Problem to work on: Turn every line of the entries below into a numbered list, leaving out any blank lines.

*** Working data ***

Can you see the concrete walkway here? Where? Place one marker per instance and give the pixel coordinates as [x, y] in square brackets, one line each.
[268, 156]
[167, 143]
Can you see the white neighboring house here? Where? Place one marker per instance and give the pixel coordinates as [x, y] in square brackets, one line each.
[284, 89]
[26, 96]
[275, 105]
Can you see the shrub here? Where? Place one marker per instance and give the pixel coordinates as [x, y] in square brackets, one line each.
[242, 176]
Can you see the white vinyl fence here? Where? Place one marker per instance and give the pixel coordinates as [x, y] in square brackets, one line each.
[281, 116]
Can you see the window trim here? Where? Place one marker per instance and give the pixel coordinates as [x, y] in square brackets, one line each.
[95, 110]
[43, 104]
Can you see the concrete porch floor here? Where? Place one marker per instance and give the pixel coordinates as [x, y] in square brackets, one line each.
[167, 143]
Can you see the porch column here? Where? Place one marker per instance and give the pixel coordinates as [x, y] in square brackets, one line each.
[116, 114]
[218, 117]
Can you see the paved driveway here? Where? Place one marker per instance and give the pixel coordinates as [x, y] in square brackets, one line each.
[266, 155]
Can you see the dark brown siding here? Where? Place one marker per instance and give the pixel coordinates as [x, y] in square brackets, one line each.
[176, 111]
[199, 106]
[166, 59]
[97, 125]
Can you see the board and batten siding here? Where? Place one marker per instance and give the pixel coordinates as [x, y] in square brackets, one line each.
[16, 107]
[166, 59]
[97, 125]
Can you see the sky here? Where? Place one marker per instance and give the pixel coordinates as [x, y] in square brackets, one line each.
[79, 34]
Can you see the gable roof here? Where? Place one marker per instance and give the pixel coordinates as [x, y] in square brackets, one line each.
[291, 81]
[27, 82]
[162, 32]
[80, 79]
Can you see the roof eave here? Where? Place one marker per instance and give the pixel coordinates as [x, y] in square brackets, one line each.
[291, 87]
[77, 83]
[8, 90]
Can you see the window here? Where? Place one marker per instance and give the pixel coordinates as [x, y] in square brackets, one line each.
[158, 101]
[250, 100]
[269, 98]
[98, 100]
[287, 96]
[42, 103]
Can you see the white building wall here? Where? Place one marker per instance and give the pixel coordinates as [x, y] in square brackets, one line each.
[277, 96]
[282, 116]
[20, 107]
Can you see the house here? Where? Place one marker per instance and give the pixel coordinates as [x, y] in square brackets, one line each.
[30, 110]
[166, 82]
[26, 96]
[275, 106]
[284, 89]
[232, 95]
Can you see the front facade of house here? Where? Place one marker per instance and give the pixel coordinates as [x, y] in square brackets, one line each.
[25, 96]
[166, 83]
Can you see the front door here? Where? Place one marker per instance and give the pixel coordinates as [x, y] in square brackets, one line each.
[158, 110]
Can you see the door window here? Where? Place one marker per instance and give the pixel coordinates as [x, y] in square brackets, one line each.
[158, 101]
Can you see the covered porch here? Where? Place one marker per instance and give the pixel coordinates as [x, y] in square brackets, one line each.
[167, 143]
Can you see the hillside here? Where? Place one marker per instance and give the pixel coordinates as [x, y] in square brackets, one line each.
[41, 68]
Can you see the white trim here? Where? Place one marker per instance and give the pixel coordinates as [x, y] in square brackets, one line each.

***

Output for this task:
1. Can you see the concrete walkway here? Where? Place one marker per instance and give the pixel coordinates as [x, y] in square brackets, one line each.
2. [268, 156]
3. [167, 143]
4. Can you see the white neighboring house here? Where? Place one marker per instance and give the pixel coordinates as [x, y] in square brackets, one line each.
5. [284, 89]
6. [26, 96]
7. [275, 105]
8. Can you see the shrub here? Where? Place one marker per instance and give the pixel coordinates as [x, y] in square brackets, one line each.
9. [242, 176]
10. Can you see the white vinyl fence here? Where? Place one marker per instance and give the pixel coordinates as [x, y] in square brackets, one line each.
11. [281, 116]
12. Can you see the window trim here? Where? Place one marker per instance and give the pixel coordinates as [x, y] in square brackets, one line each.
13. [95, 110]
14. [43, 104]
15. Can you see the concrete porch floor here? Where? Place one marker per instance and give the pixel coordinates as [x, y] in square brackets, one line each.
16. [167, 143]
17. Can you see the porch column here? Where? Place one marker per instance and give the pixel coordinates as [x, y] in square brackets, one line each.
18. [116, 114]
19. [218, 117]
20. Can you see the paved driveway here? Where? Place one marker per instance and give the pixel coordinates as [x, y] in square brackets, one line each.
21. [266, 155]
22. Can you see the dark brown siding here? Where? Place one marker per instance and give the pixel coordinates as [x, y] in square brackets, one line each.
23. [176, 111]
24. [199, 106]
25. [166, 59]
26. [97, 125]
27. Can you see the board and batten siding here? Where? Place one marker per instance and give the pixel coordinates as [x, y] in square brackets, one line each.
28. [16, 107]
29. [166, 59]
30. [97, 125]
31. Can you see the sky here? Where? Place one marker per instance and give the pixel coordinates as [x, y] in square brackets, one line each.
32. [79, 34]
33. Can you see the gable roof here? Where? Place one marker per instance and give the pixel coordinates as [x, y] in square brackets, one line each.
34. [291, 81]
35. [27, 82]
36. [162, 32]
37. [80, 79]
38. Can you see the roof eave here? Where? Place one marker per instance and give the pixel coordinates as [x, y] in square brackets, one line each.
39. [291, 87]
40. [77, 83]
41. [8, 90]
42. Can you see the window here? Where? Place one marker per instance and give the pixel coordinates as [x, y] in square brackets, one line each.
43. [158, 101]
44. [250, 100]
45. [269, 98]
46. [98, 100]
47. [287, 96]
48. [42, 103]
49. Can you see the white building wall here? Where? Place one marker per instance and give the pixel coordinates as [x, y] in square brackets, one line each.
50. [277, 96]
51. [282, 116]
52. [20, 107]
53. Can you see the house here? Where? Place one marker per instance and give the pixel coordinates as [x, y] in square brackets, one line each.
54. [30, 110]
55. [166, 82]
56. [26, 96]
57. [275, 106]
58. [284, 89]
59. [232, 95]
60. Can you see the front facade of house here? Where? Place one marker per instance and give the pixel coordinates as [x, y] in square brackets, one line each.
61. [25, 96]
62. [166, 83]
63. Can you see the front door here? Where? Place one marker per instance and give the pixel coordinates as [x, y] in square brackets, one line each.
64. [158, 110]
65. Can you see the door window here? Where? Place one marker per instance and give the pixel coordinates as [x, y] in square brackets, one line each.
66. [158, 101]
67. Can you see the covered porch here? Where? Place one marker per instance and give the pixel coordinates as [x, y] in square brackets, one line each.
68. [167, 143]
69. Can you see the hillside here? Where? Place one marker per instance and give the pixel coordinates as [x, y] in square brackets, one line each.
70. [41, 68]
71. Can you see the white trim here? Where? Place one marker per instance and give the pixel coordinates as [x, y] in square brackets, one line each.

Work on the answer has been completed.